START Document passage

Once upon a time and not so very long ago, I outlined an August in which I’d make final revisions on three essays, but my story took a turn I never anticipated.

Backstory: Instead of writing and hiking at my leisure, I spent the month living in a chair-bed (it wasn’t very good at being either of those things) in my husband’s hospital room. Every two or three days, spelled by my children, I’d go home to wash clothes, water the plants, and sleep through the night. Repeat for three weeks, then shift to husband’s rehab schedule: sleep at home, drive to hospital every other day. Now we’re home, with yet another schedule: home health visits, modifications to house, husband’s doctor visits.
Summary: There’s been no time to think about anything beyond immediate needs, and these past few weeks certainly haven’t allowed time for revising my works in progress or for any of the activities we usually associate with writing, such as putting words on paper. No keyboard, no social media scrolling, no research, and not much focus.
Scene shift: The novelist Elizabeth Daniels Squire told me about an event in her own life that I kept recalling throughout this time. She was the first to come upon a traffic accident where a man was dying from his injuries. Liz wasn’t a doctor or a nurse or (as far as I know) in any way trained to help in a situation like this one. Besides, it was clear that no one could stop the inevitable. So Liz knelt beside the man, held his hand, spoke to him, made sure he wasn’t alone in his final moments. While her compassion-brain did all of that, her writer-brain, she said, was making notes about this stranger’s last minutes. She knew she’d use those details in some later book.

END Document passage

Work task 1 –
Answer these about the essay on the hospital month:
(a) How many essays did the writer plan to revise in August?
(b) How often did the writer go home while living in the hospital room?
(c) What was happening to the man Liz found at the traffic accident?
Work task 2 – Write the next part of the essay about the hospital month.
The material that comes next has nothing to do with the essay.

START Excerpted records

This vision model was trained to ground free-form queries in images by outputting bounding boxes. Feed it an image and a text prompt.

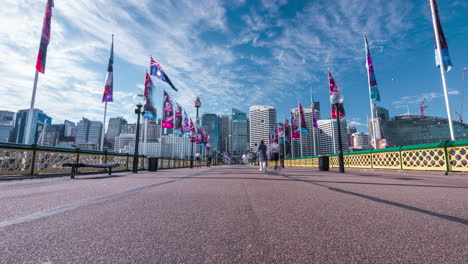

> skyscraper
[317,118,349,155]
[249,105,276,151]
[0,111,15,142]
[10,109,52,144]
[202,113,220,150]
[76,117,102,150]
[230,108,249,156]
[291,108,319,158]
[219,115,231,153]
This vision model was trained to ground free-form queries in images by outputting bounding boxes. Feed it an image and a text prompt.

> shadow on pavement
[278,174,468,225]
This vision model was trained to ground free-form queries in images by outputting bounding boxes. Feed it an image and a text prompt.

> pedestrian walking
[270,140,280,170]
[206,155,212,167]
[257,140,267,171]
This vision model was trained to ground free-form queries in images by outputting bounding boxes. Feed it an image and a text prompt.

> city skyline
[0,0,468,131]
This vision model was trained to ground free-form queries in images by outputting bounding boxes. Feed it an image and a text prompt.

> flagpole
[429,0,455,141]
[99,101,107,151]
[289,113,295,159]
[309,87,317,156]
[143,118,148,156]
[364,33,377,149]
[331,118,334,153]
[297,100,304,158]
[283,115,286,159]
[24,70,39,145]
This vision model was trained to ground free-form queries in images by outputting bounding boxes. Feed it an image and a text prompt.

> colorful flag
[299,103,309,135]
[312,97,318,128]
[102,35,114,102]
[291,112,301,138]
[364,34,380,102]
[205,134,211,150]
[190,118,197,142]
[143,73,156,120]
[278,123,285,144]
[284,119,291,142]
[150,57,178,91]
[184,111,190,138]
[328,72,345,118]
[174,103,184,137]
[429,0,452,72]
[162,91,174,128]
[36,0,54,73]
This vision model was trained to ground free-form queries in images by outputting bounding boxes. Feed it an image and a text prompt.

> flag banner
[162,91,174,128]
[328,72,345,118]
[174,103,184,137]
[205,135,211,150]
[429,0,452,72]
[291,112,301,138]
[312,97,318,128]
[278,123,285,144]
[102,35,114,102]
[195,126,203,145]
[284,119,291,142]
[36,0,54,74]
[364,35,380,102]
[299,103,309,135]
[332,104,345,118]
[143,73,156,120]
[150,57,178,91]
[184,111,190,138]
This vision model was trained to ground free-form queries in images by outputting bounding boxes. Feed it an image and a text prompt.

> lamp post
[330,92,344,173]
[190,96,201,168]
[133,94,146,173]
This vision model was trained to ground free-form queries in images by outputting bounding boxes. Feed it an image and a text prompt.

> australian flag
[150,57,178,91]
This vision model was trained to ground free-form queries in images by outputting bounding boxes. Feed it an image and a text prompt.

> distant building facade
[249,105,276,152]
[9,109,52,144]
[230,108,249,156]
[0,110,15,142]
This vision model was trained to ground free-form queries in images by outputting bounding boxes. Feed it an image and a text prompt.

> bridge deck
[0,166,468,263]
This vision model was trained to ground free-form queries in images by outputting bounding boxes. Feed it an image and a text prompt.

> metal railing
[285,140,468,171]
[0,143,211,176]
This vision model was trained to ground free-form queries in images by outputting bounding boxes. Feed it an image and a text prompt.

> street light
[190,96,201,168]
[133,94,146,173]
[330,92,344,173]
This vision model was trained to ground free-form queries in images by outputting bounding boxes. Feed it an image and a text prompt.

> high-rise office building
[202,113,219,153]
[76,117,102,150]
[63,120,76,138]
[0,111,15,142]
[219,115,231,153]
[10,109,52,144]
[249,105,276,151]
[230,108,249,156]
[380,115,468,147]
[105,117,127,143]
[317,119,349,155]
[291,108,319,158]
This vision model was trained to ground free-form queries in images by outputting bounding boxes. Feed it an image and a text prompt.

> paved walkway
[0,166,468,263]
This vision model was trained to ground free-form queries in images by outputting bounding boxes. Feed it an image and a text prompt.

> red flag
[36,0,54,73]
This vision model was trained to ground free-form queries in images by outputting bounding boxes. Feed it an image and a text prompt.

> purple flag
[162,91,174,128]
[36,0,54,73]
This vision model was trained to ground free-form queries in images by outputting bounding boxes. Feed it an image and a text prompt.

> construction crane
[419,98,428,117]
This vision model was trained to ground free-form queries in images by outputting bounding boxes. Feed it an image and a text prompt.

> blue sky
[0,0,468,130]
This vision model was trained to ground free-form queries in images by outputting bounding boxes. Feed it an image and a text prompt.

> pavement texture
[0,166,468,263]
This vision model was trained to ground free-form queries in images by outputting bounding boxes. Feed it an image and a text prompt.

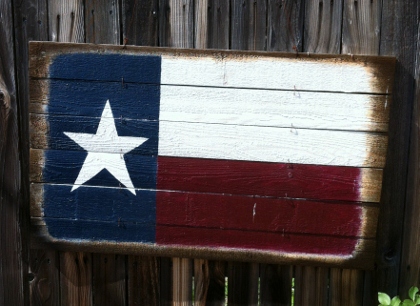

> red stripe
[156,192,362,237]
[157,156,360,201]
[156,225,358,255]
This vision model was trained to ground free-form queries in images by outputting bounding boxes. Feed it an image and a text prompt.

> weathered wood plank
[127,255,160,306]
[375,0,419,296]
[342,0,382,55]
[399,17,420,292]
[172,257,193,306]
[29,250,60,306]
[60,252,93,305]
[29,43,395,94]
[329,269,364,306]
[84,0,120,45]
[227,262,259,306]
[207,0,230,49]
[267,0,305,53]
[294,266,329,306]
[303,0,343,53]
[92,254,128,306]
[0,1,29,305]
[29,80,391,132]
[230,0,267,50]
[48,0,85,42]
[122,0,163,46]
[260,264,293,306]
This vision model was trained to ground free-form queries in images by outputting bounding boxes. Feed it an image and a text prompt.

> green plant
[378,287,420,306]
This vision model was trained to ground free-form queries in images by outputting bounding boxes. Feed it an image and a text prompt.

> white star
[64,100,147,195]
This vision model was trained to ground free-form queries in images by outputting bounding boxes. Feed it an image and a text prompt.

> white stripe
[160,85,388,131]
[161,55,384,93]
[159,121,386,167]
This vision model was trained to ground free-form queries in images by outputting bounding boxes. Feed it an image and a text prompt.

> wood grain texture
[172,257,193,306]
[375,0,419,296]
[230,0,267,50]
[48,0,85,42]
[92,254,128,306]
[342,0,382,55]
[260,264,293,306]
[60,252,93,305]
[127,255,160,306]
[207,0,230,49]
[227,262,259,306]
[122,0,163,46]
[29,250,60,306]
[303,0,343,53]
[399,17,420,292]
[294,266,329,306]
[0,1,29,305]
[267,0,305,53]
[84,0,120,45]
[329,269,364,306]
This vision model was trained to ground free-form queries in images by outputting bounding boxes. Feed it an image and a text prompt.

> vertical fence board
[400,16,420,293]
[294,266,329,306]
[0,1,29,305]
[329,269,363,306]
[207,0,230,49]
[267,0,304,52]
[303,0,343,54]
[92,254,126,306]
[60,252,93,305]
[376,0,419,295]
[343,0,382,55]
[172,258,192,306]
[29,250,60,306]
[227,262,259,305]
[230,0,267,50]
[85,0,120,45]
[122,0,159,46]
[260,264,293,306]
[127,255,160,306]
[48,0,85,43]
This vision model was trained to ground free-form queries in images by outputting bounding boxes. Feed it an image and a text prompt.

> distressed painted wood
[30,43,393,268]
[0,1,29,305]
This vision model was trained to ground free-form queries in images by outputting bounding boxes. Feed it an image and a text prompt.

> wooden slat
[92,254,127,306]
[29,250,60,306]
[342,0,382,55]
[0,1,29,305]
[260,264,293,306]
[172,257,192,306]
[84,0,120,45]
[48,0,85,42]
[207,0,230,49]
[122,0,159,46]
[376,0,419,296]
[267,0,305,52]
[230,0,267,50]
[127,255,160,306]
[294,266,329,306]
[60,252,93,305]
[303,0,343,53]
[329,269,364,306]
[399,17,420,292]
[227,262,259,306]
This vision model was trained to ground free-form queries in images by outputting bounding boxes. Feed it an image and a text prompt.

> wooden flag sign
[30,42,395,268]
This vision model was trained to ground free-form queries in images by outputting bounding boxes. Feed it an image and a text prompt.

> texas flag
[31,45,388,257]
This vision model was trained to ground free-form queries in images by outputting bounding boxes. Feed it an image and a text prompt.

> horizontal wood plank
[31,184,379,238]
[30,149,382,202]
[31,217,376,269]
[30,80,391,132]
[30,42,395,94]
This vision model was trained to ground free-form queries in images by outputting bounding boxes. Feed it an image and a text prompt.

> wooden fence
[0,0,420,306]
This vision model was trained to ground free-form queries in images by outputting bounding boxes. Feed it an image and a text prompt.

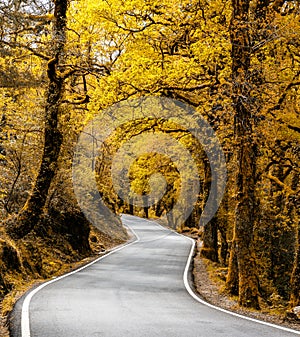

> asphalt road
[13,216,300,337]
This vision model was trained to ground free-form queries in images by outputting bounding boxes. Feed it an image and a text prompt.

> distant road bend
[13,215,300,337]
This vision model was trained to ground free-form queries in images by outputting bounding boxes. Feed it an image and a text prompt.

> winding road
[12,215,300,337]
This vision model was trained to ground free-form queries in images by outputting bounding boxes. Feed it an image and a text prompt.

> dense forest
[0,0,300,326]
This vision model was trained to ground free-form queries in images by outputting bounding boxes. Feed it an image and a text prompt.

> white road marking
[21,216,300,337]
[21,226,140,337]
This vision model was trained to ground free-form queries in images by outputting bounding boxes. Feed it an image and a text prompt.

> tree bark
[10,0,68,238]
[229,0,259,309]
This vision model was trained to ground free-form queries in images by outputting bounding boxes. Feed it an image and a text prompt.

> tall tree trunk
[200,159,218,262]
[229,0,259,309]
[290,172,300,307]
[11,0,68,238]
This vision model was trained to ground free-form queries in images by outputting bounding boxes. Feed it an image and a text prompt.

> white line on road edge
[21,222,140,337]
[21,216,300,337]
[182,233,300,335]
[142,220,300,335]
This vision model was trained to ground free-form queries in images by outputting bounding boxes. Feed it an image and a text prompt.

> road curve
[12,215,300,337]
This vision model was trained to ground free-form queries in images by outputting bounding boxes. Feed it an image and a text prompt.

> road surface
[13,215,300,337]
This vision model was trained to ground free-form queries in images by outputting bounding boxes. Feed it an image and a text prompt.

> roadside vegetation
[0,0,300,330]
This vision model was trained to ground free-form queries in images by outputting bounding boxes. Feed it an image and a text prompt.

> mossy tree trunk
[227,0,259,309]
[11,0,68,238]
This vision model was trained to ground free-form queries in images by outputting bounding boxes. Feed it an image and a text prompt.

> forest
[0,0,300,328]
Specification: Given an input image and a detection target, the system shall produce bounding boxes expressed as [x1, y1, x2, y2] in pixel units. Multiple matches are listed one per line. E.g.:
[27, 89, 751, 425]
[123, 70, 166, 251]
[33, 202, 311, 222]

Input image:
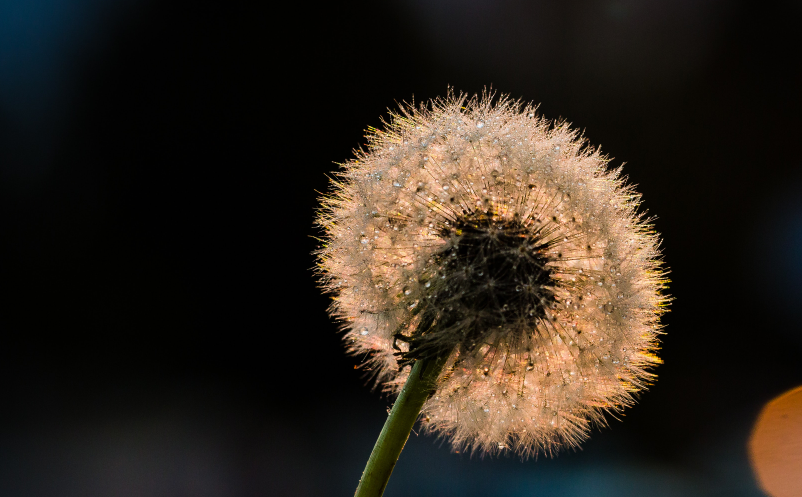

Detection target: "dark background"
[0, 0, 802, 497]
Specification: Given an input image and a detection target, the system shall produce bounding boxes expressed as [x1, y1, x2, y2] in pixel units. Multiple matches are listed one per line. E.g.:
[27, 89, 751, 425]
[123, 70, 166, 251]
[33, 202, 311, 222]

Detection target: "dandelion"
[317, 93, 667, 495]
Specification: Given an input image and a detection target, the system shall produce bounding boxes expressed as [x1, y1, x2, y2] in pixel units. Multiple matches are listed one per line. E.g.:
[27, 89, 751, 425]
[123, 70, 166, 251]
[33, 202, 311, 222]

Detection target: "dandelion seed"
[317, 88, 667, 457]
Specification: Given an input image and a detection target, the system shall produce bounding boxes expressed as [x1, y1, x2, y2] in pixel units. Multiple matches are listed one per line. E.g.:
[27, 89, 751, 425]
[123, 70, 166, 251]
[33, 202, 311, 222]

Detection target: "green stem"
[354, 356, 448, 497]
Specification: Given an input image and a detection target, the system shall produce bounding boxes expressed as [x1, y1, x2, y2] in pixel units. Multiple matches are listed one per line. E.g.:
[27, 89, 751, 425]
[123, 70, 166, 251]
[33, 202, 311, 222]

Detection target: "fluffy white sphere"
[317, 91, 667, 457]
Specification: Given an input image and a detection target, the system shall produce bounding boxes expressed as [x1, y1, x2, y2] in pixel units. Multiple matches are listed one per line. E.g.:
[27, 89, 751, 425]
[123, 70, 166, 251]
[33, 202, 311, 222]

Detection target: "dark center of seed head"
[399, 211, 556, 364]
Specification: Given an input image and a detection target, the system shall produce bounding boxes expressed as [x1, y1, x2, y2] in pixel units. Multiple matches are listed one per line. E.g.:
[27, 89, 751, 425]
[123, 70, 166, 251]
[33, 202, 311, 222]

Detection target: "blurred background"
[0, 0, 802, 497]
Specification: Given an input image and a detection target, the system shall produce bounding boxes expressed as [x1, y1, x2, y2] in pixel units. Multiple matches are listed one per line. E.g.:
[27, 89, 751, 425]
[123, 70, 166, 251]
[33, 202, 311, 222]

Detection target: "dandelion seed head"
[317, 90, 667, 457]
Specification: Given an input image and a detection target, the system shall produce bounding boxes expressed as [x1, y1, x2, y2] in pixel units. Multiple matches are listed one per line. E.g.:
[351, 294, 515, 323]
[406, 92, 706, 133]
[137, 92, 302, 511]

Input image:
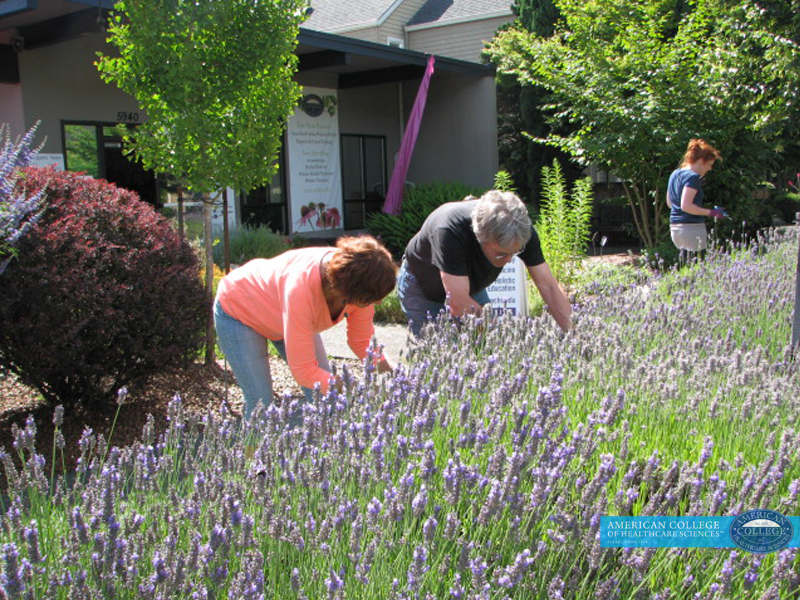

END Excerpted records

Written reply 1 –
(a) Three.
(b) Every two or three days.
(c) He was dying from his injuries.

Written reply 2 –
Development: Like Liz’s, my ordinary-brain did what needed doing in the moment, but my writer-brain kept working as if there’d been no interruption at all. No revisions were made to any work in progress, but writer-brain
- made a list of titles for a friend’s series of poems (he isn’t required to use them)
- observed the people in the hospital—whether patients, staff, or visitors—and created backgrounds for them because they will surely become characters in a story or novel
- made notes for this post
- developed story ideas involving the never-ending string of emergency medical helicopters landing above us
- considered ideas for an essay about elevator rules and how they are radically different in hospitals
- created the opening paragraph for a short story
Tie it all together: This is when the writer’s brain proves its agility, switching from the writing we do when we have the luxury of time to the work that can be done in odd moments.
Wrap up: This story isn’t finished. We’re waiting to find out what happens next.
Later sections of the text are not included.